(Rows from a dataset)
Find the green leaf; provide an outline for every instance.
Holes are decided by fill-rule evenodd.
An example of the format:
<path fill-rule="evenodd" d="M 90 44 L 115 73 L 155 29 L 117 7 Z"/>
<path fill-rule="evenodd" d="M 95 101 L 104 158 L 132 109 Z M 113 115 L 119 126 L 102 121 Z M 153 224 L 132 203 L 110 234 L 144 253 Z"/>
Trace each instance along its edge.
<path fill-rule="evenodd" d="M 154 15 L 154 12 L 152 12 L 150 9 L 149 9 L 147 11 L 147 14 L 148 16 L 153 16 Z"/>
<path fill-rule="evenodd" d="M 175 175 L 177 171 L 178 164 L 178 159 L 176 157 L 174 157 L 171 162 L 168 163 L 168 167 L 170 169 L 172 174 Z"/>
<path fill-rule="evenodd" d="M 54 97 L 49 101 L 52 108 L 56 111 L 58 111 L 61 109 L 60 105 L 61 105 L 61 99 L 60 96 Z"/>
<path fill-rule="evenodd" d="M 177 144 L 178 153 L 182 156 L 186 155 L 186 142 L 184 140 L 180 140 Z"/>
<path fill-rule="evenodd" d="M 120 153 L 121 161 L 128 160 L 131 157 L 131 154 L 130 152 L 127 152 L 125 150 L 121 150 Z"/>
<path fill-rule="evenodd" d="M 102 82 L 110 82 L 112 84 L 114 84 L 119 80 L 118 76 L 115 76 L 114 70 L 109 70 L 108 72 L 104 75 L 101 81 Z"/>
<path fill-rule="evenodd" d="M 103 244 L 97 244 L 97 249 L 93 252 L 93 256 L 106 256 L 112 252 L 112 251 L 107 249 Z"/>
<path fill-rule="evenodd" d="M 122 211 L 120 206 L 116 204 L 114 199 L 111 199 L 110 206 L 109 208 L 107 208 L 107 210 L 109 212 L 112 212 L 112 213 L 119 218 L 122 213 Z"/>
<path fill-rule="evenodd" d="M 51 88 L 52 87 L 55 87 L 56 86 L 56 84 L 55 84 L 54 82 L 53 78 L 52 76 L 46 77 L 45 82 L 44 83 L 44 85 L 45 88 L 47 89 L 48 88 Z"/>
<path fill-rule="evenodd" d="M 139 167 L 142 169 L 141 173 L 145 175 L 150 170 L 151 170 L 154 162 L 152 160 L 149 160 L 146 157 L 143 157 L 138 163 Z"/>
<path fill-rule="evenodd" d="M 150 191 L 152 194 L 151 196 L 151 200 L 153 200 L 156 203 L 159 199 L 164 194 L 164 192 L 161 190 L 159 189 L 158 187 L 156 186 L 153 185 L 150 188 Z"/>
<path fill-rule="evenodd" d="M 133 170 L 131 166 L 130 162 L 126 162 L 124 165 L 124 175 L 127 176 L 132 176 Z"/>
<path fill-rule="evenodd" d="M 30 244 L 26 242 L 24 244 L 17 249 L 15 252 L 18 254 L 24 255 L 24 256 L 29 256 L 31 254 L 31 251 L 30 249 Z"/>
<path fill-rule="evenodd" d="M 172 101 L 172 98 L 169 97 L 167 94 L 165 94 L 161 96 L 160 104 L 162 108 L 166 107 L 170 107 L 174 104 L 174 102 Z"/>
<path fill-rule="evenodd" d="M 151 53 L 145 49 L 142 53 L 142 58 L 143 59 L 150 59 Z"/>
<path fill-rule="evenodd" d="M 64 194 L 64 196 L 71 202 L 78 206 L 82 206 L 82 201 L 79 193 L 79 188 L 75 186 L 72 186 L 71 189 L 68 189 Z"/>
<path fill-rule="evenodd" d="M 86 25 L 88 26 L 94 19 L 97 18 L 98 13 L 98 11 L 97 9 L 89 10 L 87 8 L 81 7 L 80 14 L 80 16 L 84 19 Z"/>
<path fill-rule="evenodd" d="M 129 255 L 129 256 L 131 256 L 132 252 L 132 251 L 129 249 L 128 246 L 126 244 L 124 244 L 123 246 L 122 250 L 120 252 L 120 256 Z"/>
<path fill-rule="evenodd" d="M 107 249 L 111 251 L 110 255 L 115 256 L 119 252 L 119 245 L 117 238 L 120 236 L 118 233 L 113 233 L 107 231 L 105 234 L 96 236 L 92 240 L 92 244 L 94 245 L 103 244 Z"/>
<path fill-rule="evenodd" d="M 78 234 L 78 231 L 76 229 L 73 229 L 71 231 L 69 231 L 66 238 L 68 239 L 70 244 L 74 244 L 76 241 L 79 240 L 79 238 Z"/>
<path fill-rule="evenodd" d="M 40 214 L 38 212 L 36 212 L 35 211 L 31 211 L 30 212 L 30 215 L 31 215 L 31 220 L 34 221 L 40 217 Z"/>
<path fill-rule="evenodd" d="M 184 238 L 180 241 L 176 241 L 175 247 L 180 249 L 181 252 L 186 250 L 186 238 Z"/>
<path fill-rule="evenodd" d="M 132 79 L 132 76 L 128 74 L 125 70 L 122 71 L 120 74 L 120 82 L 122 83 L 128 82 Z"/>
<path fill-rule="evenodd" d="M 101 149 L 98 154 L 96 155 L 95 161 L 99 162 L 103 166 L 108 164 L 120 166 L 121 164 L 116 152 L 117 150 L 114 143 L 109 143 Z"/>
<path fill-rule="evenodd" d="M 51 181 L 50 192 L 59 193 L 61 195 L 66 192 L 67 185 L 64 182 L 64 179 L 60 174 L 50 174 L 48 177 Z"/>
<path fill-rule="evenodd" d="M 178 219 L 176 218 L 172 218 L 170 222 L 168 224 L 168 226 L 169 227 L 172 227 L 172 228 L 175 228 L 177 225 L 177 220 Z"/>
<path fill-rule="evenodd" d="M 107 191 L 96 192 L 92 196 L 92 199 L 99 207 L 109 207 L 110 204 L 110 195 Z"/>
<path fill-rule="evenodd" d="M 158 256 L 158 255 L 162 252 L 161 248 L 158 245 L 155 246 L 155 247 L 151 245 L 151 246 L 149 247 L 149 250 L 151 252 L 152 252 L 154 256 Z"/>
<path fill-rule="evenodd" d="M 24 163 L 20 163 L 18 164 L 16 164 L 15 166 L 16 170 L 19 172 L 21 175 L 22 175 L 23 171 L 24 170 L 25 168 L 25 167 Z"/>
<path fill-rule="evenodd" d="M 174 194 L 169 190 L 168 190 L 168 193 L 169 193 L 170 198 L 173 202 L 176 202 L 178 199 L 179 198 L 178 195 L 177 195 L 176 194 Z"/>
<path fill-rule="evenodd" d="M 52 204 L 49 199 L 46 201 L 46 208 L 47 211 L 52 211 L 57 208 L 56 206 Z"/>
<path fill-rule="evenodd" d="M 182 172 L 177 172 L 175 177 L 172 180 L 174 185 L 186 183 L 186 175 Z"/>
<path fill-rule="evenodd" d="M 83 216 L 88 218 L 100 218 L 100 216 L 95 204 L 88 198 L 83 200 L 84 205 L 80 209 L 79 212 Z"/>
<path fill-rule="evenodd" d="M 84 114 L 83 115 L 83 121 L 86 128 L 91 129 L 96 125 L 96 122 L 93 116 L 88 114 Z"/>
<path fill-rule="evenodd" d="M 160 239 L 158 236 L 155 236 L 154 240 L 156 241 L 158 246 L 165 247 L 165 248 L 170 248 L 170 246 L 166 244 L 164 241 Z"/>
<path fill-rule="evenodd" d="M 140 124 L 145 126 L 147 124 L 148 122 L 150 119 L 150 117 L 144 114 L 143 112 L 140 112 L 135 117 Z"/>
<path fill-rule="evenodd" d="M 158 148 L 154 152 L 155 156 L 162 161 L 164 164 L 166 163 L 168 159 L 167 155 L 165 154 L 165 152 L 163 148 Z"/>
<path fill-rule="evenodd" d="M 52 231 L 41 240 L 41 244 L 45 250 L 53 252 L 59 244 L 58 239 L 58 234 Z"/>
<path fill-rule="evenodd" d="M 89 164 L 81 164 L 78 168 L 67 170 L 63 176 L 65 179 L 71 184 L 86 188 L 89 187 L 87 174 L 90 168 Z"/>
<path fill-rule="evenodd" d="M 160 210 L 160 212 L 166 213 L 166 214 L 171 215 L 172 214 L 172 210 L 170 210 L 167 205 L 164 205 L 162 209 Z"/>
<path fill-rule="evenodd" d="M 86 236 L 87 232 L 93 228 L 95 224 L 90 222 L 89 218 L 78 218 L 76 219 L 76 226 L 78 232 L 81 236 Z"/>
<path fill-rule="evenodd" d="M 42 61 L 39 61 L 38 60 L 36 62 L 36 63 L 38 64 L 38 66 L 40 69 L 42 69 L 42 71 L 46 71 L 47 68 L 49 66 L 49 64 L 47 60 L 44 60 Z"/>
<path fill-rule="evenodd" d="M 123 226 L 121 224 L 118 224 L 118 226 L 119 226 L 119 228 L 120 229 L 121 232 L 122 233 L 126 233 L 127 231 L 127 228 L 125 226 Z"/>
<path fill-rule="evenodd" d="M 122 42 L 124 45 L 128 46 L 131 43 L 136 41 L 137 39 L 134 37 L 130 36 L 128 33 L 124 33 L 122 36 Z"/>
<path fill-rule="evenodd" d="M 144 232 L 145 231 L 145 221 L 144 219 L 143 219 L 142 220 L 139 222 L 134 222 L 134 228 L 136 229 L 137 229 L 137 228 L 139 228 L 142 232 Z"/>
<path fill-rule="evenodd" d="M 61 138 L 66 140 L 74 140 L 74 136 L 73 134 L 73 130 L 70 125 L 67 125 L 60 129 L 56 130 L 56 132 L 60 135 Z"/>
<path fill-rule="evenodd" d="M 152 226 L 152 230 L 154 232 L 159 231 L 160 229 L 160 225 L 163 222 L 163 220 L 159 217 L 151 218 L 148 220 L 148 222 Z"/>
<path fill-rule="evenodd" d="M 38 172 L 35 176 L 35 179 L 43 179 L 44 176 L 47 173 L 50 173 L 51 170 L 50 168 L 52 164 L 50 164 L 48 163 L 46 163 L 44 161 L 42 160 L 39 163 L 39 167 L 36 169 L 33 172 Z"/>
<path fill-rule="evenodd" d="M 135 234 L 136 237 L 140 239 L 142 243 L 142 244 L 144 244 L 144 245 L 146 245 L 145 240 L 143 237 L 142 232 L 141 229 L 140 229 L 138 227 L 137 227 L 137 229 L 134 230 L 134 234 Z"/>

▶ _Direction_
Copy out the data above word for word, from its first line through the line containing "175 175 L 177", including both of those lines.

▶ _Response to this exercise_
Find the green leaf; provide an outline for every instance.
Holes are decided by fill-rule evenodd.
An example of the format:
<path fill-rule="evenodd" d="M 90 44 L 115 73 L 155 29 L 117 7 Z"/>
<path fill-rule="evenodd" d="M 95 101 L 104 158 L 132 109 Z M 113 115 L 119 126 L 102 121 Z M 153 224 L 132 203 L 110 234 L 144 253 Z"/>
Trace each instance along its edge.
<path fill-rule="evenodd" d="M 154 15 L 154 12 L 152 12 L 150 9 L 149 9 L 147 11 L 147 14 L 148 16 L 153 16 Z"/>
<path fill-rule="evenodd" d="M 175 175 L 177 171 L 178 164 L 178 159 L 176 157 L 174 157 L 171 162 L 168 163 L 168 167 L 170 169 L 172 174 Z"/>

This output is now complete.